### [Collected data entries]
---------------
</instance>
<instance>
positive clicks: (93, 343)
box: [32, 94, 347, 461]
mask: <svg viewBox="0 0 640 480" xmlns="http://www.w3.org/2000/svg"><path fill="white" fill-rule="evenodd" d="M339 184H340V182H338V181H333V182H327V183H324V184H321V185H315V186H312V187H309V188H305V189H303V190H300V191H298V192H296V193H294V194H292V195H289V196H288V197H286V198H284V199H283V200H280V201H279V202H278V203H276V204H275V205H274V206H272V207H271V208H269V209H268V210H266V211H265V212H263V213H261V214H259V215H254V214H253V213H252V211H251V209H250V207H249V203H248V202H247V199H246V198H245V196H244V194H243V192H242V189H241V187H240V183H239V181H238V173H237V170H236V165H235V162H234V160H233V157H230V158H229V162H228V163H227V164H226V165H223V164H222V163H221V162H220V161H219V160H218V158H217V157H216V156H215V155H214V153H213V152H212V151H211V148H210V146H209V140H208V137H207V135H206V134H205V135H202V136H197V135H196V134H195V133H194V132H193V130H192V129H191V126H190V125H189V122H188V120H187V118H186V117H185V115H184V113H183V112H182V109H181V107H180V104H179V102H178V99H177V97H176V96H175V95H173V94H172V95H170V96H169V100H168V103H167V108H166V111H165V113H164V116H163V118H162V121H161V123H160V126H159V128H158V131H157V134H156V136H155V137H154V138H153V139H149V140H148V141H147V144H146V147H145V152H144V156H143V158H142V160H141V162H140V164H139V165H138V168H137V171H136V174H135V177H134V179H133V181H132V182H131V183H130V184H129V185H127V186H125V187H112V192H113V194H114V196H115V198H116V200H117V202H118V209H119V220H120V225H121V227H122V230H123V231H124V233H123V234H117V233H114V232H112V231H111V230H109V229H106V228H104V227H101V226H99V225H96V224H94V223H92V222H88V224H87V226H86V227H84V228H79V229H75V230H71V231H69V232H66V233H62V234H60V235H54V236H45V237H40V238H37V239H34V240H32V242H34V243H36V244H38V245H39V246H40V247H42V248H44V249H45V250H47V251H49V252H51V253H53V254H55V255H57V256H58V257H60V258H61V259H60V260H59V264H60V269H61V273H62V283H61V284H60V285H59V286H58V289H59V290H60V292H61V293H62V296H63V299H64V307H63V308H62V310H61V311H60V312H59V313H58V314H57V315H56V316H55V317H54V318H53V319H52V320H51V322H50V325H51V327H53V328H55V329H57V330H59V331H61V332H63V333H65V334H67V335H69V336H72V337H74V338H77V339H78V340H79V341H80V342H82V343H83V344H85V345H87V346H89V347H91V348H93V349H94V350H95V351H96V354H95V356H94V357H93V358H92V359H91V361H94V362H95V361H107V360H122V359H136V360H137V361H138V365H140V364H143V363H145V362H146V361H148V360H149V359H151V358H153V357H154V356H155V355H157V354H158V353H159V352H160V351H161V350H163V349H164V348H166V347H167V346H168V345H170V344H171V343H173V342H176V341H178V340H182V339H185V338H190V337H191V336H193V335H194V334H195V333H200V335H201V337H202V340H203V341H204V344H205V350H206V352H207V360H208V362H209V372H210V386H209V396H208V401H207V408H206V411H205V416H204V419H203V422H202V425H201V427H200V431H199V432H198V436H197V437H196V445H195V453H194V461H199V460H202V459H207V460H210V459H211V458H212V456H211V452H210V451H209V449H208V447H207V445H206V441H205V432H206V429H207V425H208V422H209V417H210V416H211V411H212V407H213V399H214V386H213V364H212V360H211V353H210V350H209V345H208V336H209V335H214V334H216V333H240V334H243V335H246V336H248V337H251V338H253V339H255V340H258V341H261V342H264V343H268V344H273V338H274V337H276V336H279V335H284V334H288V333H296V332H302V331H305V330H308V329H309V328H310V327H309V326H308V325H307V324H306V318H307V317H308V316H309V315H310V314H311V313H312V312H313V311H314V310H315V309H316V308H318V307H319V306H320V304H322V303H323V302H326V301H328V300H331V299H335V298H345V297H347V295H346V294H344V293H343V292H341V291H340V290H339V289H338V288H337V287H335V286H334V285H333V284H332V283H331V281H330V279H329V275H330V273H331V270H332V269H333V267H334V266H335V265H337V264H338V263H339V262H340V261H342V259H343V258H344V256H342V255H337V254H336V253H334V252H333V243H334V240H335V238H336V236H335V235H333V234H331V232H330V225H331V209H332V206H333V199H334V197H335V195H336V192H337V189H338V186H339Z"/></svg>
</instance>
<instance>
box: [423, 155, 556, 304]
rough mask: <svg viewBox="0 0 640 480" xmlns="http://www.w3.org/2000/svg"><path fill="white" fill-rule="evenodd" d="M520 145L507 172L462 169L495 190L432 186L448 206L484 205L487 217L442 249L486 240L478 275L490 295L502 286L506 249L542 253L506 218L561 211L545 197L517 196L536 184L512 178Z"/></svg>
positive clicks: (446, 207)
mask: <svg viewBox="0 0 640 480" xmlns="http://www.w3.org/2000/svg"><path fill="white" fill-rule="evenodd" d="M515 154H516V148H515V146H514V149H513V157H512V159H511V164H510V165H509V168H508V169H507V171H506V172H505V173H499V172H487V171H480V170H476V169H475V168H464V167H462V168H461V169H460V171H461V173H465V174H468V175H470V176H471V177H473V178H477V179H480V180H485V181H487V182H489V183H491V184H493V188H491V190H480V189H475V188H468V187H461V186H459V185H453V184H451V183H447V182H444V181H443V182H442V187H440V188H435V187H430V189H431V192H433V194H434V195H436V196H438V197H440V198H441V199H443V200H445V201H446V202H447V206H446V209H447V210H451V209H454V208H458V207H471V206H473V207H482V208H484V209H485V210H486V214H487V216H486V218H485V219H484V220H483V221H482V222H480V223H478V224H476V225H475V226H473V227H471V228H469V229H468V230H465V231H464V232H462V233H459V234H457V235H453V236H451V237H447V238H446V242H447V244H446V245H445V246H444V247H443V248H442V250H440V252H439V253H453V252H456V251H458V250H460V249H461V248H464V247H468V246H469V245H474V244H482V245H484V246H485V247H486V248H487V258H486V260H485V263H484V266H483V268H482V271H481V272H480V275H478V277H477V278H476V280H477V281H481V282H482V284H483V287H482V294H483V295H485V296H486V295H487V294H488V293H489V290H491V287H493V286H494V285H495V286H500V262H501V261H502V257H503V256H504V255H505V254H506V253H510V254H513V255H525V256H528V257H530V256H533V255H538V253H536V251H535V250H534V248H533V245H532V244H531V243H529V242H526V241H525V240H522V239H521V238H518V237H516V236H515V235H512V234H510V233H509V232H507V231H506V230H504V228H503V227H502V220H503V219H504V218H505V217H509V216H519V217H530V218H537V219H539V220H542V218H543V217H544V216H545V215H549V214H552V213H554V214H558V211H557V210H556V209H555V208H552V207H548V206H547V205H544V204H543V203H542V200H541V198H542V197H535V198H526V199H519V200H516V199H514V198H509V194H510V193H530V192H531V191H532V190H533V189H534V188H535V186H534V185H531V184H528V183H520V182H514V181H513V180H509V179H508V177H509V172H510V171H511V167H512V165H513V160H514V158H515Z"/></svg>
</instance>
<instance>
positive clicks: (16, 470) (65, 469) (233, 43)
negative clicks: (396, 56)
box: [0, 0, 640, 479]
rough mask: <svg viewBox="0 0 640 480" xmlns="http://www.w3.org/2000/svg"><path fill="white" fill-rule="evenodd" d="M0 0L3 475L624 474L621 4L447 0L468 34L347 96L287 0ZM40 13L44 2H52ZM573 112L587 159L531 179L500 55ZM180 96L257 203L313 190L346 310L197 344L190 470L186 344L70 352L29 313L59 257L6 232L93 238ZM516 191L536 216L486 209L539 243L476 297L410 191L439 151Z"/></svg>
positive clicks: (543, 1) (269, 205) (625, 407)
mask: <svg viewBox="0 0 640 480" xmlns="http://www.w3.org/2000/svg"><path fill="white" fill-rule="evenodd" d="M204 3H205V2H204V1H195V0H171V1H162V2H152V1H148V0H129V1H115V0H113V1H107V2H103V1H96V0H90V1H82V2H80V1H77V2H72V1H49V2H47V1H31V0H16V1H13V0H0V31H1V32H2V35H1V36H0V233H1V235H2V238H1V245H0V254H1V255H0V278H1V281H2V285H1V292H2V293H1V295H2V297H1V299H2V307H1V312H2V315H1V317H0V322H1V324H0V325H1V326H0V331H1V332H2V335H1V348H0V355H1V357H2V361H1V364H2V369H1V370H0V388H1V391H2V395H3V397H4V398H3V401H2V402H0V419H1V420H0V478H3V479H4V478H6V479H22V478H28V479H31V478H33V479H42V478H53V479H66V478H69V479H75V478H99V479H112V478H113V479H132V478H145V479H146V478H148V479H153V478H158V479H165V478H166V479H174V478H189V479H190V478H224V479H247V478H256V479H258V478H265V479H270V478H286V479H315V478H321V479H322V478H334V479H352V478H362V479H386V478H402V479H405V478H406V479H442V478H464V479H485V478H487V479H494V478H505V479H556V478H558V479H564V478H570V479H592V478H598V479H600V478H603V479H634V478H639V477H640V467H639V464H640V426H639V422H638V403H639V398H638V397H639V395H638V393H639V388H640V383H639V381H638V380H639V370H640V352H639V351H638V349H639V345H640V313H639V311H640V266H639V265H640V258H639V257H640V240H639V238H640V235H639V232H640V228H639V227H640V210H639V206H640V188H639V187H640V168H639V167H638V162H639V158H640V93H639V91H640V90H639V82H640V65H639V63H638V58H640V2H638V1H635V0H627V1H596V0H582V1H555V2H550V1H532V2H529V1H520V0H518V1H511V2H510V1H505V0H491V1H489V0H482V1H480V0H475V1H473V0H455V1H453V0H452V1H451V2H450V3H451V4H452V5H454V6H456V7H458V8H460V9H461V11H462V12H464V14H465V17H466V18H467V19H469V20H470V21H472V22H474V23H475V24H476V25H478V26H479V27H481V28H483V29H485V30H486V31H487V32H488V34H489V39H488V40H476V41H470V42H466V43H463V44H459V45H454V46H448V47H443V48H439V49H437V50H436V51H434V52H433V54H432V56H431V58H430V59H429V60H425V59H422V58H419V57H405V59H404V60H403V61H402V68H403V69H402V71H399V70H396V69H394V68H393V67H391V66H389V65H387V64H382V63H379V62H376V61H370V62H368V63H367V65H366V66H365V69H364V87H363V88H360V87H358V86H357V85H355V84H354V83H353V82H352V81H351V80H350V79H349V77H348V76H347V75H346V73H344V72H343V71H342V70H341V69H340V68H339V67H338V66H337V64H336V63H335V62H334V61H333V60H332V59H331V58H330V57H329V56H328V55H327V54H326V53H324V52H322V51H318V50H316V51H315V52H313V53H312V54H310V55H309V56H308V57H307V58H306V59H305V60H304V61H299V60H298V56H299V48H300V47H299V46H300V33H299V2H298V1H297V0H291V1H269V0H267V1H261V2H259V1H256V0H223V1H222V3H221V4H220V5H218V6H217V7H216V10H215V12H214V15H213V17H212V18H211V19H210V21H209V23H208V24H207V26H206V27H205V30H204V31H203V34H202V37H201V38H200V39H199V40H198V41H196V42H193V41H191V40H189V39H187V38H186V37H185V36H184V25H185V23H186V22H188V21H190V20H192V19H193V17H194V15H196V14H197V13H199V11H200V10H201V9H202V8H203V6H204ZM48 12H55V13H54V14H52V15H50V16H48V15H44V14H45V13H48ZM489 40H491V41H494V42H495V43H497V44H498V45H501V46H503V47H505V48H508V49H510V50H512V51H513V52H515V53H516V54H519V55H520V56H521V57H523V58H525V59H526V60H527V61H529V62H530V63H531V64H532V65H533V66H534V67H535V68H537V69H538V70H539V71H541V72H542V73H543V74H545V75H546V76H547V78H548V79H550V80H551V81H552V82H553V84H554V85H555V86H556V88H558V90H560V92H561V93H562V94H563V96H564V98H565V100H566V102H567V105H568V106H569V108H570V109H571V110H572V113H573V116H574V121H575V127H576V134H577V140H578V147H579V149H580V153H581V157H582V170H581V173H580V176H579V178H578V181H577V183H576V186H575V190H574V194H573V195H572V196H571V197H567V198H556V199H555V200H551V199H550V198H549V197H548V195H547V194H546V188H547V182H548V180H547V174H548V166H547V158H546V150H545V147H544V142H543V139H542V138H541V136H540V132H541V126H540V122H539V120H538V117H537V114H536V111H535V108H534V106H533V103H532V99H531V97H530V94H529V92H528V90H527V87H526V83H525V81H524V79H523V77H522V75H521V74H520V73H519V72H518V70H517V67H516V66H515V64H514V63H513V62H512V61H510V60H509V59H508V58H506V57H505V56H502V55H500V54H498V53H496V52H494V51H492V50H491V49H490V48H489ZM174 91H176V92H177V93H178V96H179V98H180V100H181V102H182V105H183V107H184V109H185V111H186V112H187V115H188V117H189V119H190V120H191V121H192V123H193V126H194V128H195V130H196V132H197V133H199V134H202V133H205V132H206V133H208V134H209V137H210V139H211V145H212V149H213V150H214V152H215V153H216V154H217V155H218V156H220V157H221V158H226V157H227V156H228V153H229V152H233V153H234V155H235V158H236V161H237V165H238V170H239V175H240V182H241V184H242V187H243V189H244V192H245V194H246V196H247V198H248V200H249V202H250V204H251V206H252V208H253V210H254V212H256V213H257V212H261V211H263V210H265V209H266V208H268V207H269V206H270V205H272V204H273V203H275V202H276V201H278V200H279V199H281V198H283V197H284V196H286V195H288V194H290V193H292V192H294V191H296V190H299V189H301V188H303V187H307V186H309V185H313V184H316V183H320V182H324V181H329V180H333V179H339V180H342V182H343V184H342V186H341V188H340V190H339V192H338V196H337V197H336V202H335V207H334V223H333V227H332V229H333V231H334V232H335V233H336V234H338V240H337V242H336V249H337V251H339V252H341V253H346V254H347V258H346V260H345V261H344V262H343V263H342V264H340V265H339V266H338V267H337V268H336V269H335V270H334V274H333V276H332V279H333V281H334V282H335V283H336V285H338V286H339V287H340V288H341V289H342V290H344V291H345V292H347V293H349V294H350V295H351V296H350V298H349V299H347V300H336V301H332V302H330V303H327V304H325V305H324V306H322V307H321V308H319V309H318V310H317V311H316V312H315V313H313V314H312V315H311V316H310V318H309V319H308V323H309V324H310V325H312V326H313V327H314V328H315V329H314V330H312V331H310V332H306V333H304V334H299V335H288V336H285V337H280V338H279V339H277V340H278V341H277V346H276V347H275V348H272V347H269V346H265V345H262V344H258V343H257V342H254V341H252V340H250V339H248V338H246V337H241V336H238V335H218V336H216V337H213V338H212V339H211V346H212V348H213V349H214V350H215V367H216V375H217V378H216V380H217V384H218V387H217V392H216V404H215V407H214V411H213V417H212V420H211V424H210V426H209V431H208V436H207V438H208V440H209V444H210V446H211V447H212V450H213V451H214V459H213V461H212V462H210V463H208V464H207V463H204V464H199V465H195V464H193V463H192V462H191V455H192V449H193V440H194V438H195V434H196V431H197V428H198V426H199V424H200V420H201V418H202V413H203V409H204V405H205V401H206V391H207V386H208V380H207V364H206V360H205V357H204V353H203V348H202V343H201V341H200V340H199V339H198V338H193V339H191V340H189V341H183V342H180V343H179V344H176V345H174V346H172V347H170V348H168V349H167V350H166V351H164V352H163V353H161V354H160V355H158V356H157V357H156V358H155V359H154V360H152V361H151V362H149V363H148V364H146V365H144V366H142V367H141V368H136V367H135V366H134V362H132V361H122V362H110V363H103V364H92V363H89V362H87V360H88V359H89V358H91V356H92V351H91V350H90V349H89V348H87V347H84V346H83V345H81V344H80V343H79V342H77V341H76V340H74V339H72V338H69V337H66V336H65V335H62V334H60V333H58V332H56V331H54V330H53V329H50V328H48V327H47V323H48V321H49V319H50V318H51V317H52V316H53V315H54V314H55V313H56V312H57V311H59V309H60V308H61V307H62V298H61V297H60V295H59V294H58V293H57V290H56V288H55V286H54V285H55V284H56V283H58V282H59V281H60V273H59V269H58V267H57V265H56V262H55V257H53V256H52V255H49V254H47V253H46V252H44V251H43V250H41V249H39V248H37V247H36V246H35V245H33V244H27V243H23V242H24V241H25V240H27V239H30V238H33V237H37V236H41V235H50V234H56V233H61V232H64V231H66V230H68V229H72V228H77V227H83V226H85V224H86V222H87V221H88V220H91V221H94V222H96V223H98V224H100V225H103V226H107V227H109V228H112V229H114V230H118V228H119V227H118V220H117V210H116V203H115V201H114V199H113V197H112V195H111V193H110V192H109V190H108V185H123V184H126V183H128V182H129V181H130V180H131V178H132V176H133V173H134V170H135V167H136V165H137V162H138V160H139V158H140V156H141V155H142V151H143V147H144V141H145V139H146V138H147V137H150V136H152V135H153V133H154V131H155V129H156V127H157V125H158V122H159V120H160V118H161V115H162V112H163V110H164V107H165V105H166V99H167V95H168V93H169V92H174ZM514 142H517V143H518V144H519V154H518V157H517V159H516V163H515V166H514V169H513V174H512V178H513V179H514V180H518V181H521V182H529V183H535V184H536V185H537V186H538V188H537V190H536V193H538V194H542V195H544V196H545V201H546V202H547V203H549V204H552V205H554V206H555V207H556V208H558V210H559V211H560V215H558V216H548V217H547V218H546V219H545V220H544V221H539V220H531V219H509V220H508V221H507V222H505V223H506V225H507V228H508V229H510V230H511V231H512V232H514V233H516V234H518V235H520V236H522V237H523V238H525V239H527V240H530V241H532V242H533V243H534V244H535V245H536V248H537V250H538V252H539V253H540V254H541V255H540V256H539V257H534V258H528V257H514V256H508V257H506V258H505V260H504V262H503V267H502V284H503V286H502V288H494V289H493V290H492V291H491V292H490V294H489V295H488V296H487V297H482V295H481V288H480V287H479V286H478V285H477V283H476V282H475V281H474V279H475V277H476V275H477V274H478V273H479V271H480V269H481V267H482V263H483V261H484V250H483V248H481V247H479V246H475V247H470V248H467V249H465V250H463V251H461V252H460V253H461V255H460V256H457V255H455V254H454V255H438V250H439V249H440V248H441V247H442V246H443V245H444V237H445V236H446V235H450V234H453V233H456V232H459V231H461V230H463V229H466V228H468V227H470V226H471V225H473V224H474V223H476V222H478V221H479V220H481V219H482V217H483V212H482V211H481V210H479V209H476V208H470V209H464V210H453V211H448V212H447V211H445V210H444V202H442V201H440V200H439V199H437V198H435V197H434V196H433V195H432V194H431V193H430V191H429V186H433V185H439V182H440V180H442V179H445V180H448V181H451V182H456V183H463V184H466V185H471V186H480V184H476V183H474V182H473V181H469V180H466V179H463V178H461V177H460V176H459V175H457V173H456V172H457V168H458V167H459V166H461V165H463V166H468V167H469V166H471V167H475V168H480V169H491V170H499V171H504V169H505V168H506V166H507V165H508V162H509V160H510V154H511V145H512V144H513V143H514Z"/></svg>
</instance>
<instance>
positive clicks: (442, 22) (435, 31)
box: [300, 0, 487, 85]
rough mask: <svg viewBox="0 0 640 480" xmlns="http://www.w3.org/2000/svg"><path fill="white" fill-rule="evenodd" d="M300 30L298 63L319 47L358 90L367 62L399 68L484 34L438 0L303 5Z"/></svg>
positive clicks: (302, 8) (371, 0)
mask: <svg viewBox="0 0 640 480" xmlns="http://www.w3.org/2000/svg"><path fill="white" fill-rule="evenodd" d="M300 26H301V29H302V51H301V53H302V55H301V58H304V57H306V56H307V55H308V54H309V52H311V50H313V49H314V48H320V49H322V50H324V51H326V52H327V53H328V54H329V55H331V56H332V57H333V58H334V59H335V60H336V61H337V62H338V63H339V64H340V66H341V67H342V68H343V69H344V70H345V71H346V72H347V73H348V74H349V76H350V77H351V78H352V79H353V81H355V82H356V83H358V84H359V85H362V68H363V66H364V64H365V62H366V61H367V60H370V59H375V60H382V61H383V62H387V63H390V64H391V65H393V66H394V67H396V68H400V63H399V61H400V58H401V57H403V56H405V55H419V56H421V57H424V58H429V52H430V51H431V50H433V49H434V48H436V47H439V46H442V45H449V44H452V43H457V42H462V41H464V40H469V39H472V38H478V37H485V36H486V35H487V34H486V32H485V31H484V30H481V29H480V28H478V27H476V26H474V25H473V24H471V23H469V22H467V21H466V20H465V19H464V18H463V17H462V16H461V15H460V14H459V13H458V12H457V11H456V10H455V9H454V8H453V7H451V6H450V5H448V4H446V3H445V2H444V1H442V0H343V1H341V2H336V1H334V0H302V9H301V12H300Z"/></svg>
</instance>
---------------
### [BRIEF]
Search the entries for the word "rough" and show every line that has it.

### [SOLUTION FOR THIS TASK]
rough mask: <svg viewBox="0 0 640 480" xmlns="http://www.w3.org/2000/svg"><path fill="white" fill-rule="evenodd" d="M520 145L507 172L462 169L495 190L432 186L448 206L484 205L487 217L442 249L486 240L478 275L490 295L502 286L506 249L542 253L506 218L561 211L545 197L517 196L536 184L512 178Z"/></svg>
rough mask: <svg viewBox="0 0 640 480" xmlns="http://www.w3.org/2000/svg"><path fill="white" fill-rule="evenodd" d="M0 0L3 475L624 474L621 4L447 0L468 34L347 96L287 0ZM40 13L44 2H52ZM573 112L587 159L531 179L500 55ZM180 96L257 203L313 190L346 310L197 344L190 470L186 344L70 352L29 313L59 257L6 232L93 238ZM516 191L536 216L486 209L539 243L476 297L410 191L439 151Z"/></svg>
rough mask: <svg viewBox="0 0 640 480" xmlns="http://www.w3.org/2000/svg"><path fill="white" fill-rule="evenodd" d="M300 30L298 63L319 47L358 90L367 62L399 68L484 34L438 0L303 5Z"/></svg>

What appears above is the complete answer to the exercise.